> [WHAT IS REQUIRED]: Locate each row below that contains the word "windshield", and copy every such row in full. Case counts when matching.

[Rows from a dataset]

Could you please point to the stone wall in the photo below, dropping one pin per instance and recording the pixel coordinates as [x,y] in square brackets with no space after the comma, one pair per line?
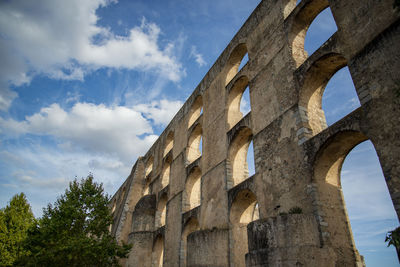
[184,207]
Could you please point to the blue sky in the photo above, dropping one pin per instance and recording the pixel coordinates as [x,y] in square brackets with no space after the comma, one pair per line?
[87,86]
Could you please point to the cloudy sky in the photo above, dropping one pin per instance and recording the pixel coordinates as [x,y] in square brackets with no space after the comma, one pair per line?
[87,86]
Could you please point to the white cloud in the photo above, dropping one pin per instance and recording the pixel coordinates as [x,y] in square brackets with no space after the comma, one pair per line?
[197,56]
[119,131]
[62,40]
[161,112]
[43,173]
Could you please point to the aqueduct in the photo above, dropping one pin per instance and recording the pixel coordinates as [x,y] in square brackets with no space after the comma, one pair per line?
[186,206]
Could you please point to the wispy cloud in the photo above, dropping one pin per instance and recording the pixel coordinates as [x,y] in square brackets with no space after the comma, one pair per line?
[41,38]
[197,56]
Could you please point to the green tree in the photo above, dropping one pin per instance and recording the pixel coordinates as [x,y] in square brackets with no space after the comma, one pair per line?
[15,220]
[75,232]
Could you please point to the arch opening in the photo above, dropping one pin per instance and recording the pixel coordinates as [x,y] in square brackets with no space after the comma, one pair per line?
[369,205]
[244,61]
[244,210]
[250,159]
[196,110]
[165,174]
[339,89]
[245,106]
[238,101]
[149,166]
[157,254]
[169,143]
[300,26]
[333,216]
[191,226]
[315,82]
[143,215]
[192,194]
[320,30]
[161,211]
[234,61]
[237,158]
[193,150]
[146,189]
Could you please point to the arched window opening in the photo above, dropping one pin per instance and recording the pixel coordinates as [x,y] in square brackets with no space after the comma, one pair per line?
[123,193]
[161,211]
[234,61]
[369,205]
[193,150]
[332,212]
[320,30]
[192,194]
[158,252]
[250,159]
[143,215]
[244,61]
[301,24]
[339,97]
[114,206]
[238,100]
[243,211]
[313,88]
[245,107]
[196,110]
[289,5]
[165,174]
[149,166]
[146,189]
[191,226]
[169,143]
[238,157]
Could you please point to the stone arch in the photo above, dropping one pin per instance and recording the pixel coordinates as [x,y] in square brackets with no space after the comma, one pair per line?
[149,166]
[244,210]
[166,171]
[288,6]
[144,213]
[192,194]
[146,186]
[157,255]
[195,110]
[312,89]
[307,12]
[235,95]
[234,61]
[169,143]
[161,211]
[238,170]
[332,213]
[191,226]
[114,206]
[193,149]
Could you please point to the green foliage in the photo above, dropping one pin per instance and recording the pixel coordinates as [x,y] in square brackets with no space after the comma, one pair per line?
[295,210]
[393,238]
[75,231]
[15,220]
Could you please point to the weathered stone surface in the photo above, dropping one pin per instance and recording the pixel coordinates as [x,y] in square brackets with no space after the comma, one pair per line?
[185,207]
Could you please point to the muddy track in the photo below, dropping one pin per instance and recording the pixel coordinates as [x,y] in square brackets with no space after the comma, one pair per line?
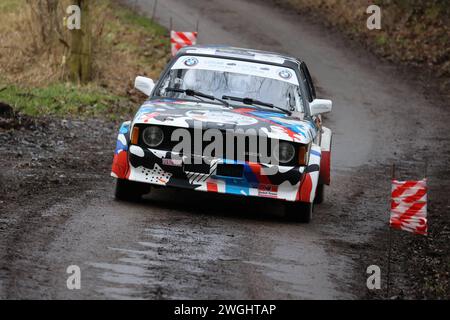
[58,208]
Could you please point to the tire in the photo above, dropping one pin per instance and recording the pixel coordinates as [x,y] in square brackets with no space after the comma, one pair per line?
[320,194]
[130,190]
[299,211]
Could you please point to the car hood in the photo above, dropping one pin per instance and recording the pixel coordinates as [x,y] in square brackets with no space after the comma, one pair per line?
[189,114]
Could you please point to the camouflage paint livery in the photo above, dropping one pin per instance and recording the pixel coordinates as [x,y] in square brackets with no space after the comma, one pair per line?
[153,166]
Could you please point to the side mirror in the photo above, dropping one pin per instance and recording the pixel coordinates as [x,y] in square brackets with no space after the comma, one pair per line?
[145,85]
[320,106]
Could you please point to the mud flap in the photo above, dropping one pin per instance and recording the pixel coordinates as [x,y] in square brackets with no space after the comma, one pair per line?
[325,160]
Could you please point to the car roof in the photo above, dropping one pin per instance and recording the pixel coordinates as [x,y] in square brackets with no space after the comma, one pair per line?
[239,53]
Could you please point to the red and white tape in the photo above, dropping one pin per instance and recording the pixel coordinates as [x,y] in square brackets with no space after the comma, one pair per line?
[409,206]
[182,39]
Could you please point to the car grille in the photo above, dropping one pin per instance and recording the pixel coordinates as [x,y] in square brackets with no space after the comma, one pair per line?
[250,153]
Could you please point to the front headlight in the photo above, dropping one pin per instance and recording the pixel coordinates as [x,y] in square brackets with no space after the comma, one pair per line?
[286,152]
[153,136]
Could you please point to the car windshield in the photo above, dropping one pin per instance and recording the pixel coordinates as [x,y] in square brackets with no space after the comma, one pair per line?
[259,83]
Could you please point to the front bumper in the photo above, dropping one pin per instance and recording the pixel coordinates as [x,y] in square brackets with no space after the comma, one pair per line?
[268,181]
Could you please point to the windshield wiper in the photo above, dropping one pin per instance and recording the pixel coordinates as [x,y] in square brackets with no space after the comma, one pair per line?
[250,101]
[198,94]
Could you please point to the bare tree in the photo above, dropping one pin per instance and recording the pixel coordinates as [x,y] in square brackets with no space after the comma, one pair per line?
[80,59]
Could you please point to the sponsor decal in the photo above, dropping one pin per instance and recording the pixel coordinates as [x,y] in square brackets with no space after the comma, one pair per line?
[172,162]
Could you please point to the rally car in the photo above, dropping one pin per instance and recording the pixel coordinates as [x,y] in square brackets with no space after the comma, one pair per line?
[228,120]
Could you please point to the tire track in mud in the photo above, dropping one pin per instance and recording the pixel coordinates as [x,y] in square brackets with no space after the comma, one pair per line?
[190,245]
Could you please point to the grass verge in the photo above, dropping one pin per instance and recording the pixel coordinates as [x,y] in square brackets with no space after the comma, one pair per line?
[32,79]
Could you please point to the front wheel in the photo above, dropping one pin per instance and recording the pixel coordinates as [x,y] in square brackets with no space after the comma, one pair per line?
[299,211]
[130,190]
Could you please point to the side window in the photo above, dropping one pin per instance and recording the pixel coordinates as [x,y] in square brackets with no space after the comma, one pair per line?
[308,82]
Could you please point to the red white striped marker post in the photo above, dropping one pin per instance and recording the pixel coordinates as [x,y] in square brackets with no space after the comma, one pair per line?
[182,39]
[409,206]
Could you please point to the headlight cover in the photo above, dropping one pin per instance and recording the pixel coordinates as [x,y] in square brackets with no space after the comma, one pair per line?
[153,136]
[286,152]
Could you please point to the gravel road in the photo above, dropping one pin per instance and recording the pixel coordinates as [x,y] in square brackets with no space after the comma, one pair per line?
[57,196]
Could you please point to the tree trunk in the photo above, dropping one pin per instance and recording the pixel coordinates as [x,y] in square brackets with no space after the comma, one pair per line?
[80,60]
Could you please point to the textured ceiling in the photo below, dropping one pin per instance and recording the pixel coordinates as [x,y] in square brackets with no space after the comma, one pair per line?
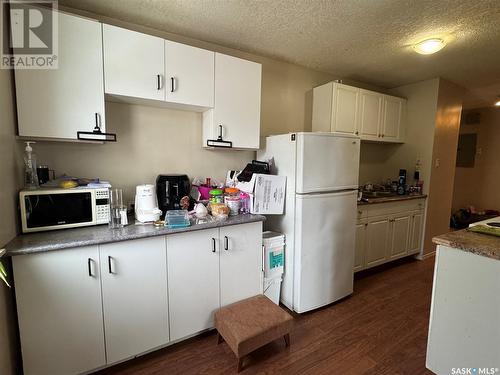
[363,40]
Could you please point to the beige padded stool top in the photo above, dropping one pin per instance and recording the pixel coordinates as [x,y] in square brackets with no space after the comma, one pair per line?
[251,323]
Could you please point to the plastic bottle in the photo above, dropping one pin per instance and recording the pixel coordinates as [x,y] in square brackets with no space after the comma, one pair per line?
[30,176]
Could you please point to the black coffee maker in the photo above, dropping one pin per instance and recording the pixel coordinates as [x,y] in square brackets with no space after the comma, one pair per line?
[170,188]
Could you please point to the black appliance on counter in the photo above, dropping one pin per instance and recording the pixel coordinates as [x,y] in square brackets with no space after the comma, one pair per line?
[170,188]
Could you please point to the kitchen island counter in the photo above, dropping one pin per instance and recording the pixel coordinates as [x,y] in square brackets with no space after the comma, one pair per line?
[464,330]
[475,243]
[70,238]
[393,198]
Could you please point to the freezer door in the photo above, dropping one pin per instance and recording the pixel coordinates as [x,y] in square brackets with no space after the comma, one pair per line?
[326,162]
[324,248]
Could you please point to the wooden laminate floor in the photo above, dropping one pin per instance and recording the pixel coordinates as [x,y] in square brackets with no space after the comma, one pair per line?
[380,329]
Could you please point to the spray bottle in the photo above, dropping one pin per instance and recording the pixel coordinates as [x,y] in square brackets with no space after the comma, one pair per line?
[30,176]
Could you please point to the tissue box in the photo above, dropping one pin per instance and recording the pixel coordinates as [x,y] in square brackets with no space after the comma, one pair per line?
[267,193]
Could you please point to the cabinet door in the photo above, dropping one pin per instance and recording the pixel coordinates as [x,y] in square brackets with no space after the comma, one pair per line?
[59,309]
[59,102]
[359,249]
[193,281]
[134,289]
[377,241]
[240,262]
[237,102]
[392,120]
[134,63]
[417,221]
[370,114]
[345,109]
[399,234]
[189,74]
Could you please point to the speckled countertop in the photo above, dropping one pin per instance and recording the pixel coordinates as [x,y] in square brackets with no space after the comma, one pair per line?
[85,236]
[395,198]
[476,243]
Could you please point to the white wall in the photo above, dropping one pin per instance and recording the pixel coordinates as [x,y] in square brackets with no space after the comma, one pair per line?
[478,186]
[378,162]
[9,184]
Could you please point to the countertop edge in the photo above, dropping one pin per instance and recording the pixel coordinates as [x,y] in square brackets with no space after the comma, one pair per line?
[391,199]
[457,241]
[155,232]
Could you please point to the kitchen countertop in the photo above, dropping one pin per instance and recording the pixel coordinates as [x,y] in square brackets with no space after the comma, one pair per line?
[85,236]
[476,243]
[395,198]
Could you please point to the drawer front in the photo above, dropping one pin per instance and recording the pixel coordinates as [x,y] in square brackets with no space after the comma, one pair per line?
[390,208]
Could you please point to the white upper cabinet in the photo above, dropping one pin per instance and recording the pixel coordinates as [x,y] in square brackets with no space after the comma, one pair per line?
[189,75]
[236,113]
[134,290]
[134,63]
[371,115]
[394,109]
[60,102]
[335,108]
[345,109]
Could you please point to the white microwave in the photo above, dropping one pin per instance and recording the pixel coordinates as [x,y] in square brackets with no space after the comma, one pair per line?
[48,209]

* * *

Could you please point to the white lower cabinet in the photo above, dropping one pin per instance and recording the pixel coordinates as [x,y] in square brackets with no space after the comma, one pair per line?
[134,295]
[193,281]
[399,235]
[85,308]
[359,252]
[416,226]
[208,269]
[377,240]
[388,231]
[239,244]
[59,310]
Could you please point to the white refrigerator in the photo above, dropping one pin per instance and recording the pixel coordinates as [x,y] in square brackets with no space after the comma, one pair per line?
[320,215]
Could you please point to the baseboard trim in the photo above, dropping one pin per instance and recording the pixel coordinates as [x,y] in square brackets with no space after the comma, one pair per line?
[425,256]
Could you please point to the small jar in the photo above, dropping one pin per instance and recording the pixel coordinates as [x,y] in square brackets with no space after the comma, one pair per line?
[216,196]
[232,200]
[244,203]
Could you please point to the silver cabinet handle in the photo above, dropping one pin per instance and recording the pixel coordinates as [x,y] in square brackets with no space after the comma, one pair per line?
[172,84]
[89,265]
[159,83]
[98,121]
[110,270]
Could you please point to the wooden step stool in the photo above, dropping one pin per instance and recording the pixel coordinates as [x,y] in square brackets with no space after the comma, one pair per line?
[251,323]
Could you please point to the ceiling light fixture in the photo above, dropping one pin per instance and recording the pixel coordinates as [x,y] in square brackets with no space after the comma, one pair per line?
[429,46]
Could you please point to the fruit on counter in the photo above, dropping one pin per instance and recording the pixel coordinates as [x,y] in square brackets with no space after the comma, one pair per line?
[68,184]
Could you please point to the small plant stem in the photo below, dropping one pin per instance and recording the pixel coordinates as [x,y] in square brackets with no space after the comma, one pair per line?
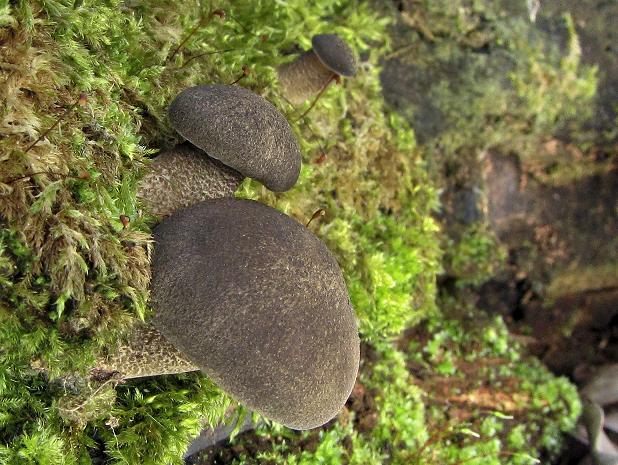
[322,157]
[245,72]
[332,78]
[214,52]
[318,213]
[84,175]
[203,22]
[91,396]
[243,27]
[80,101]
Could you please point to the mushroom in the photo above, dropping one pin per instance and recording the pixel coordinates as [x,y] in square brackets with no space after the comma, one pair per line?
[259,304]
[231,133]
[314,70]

---

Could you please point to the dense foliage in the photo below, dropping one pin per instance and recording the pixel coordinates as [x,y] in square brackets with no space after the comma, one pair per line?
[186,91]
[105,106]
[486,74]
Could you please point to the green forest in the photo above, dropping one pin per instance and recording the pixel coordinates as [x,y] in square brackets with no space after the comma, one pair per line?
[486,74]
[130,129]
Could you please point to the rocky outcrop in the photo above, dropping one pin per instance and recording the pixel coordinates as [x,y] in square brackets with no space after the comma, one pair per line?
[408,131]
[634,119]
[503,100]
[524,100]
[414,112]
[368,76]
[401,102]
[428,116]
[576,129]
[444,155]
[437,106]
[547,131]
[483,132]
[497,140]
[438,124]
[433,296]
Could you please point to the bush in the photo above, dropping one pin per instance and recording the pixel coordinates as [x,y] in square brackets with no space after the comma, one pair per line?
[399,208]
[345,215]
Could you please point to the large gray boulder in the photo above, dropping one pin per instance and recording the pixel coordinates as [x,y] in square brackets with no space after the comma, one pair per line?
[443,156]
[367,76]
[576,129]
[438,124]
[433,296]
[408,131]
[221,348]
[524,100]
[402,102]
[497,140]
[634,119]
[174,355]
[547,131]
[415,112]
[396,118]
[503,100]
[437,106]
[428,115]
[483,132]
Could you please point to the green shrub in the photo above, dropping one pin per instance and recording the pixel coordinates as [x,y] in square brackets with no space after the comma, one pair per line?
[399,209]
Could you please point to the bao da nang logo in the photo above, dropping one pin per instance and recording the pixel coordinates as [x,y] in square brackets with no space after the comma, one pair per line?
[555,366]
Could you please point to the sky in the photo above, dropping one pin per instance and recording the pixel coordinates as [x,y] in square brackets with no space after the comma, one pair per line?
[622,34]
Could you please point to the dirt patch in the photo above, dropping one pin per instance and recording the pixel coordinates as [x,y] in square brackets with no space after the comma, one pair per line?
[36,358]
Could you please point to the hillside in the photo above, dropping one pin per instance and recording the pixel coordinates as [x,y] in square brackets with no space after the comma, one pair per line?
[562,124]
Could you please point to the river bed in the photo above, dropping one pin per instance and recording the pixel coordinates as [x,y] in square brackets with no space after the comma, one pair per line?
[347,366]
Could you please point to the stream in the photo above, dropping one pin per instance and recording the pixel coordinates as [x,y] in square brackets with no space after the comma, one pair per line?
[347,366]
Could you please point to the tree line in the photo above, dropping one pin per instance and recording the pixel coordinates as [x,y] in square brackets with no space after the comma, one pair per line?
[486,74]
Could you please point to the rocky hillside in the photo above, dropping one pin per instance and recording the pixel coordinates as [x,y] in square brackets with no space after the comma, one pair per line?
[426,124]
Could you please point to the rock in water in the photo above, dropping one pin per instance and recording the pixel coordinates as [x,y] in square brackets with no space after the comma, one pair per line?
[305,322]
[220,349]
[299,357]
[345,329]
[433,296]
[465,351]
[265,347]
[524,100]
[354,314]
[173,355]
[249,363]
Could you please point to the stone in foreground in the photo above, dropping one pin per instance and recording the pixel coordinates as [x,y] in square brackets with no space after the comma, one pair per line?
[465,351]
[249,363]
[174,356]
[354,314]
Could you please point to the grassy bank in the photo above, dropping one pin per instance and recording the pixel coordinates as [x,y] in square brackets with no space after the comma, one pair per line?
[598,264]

> [THE REPLY]:
Could you please point to the car windshield in the photo above, dropping one pin per instance and recording the pixel coordinates as [x,y] in square brackets with no space after the comma, one pair per line?
Could you please point to the windshield wiper in the photo above, dropping one pin per instance and recording the pixel coordinates as [x,y] in square brackets with no space after the comma, one pair per line?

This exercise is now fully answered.